Objetivo 1: Reproduce literalmente el fragmento del texto sobre la televisión digital que va de "El público quiere" a "y de regulación.".
Objetivo 2: Prolonga el texto sobre la televisión digital a partir de su última oración.

Extracto proporcionado:
○ ○ ○
Para la mayoría de las personas, el tema de la televisión digital, abierta y gratuita, está asociada a la posibilidad de tener un mayor número de canales. Imaginan una oferta que supera largamente la actual en cantidad y que está asociada a una mejor calidad técnica en la recepción de la imagen y el sonido.
El público quiere ver televisión con la mejor calidad técnica posible y de la manera como lo ha hecho hasta ahora. A juzgar por la cantidad de aparatos receptores, inteligentes (Smart TV) o no, que se han vendido en los últimos meses, a nadie le preocupa mucho la inversión que esto trae aparejada. La promesa de más y mejor televisión parece demasiado atractiva.
Hoy un proyecto que modifica la Ley orgánica del CNTV con más de 500 indicaciones se encuentra en una comisión conjunta del Senado para una discusión que se presume tomará algún tiempo. Pretende resolver en un solo cuerpo legal temas técnicos, administrativos y de regulación.
○ ○ ○
Material proporcionado:
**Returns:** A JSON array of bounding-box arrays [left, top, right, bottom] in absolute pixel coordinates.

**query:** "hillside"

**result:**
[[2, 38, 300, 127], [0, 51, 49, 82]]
○ ○ ○
Respuesta final 1:
El público quiere ver televisión con la mejor calidad técnica posible y de la manera como lo ha hecho hasta ahora. A juzgar por la cantidad de aparatos receptores, inteligentes (Smart TV) o no, que se han vendido en los últimos meses, a nadie le preocupa mucho la inversión que esto trae aparejada. La promesa de más y mejor televisión parece demasiado atractiva.
Hoy un proyecto que modifica la Ley orgánica del CNTV con más de 500 indicaciones se encuentra en una comisión conjunta del Senado para una discusión que se presume tomará algún tiempo. Pretende resolver en un solo cuerpo legal temas técnicos, administrativos y de regulación.

Respuesta final 2:
Pero como todo proyecto debemos revisar su forma y fondo
La forma en que este nuevo avance y su casi incomprensible tecnología, con siglas que poco explican –como TDT , TDH, Simulcast , ISBT– y numerosos artículos de prensa que explican cómo estas señales serán distribuidas en el país es interesante, atractiva, y parece el núcleo del tema.
Pero después de algunos momentos de reflexión, podríamos concluir que para el público, un mayor análisis del mundo de la tecnología es casi innecesario. Si en la solución final se utiliza una red terrestre (TDT) o una transmisión directa del satélite al hogar (DTH), o si el período que deberán convivir los sistemas análogos y digitales (Simulcast) es de 5 o 10 años es prácticamente indistinto: los ingenieros de nuestros canales están perfectamente capacitados para implementar la solución final que se adopte, que a la postre pasará por el monto de la inversión y que, dicho sea de paso, no es menor: equivale a 6 o 7 años de las utilidades de la industria completa que los canales tendrán que asumir con sus propios recursos.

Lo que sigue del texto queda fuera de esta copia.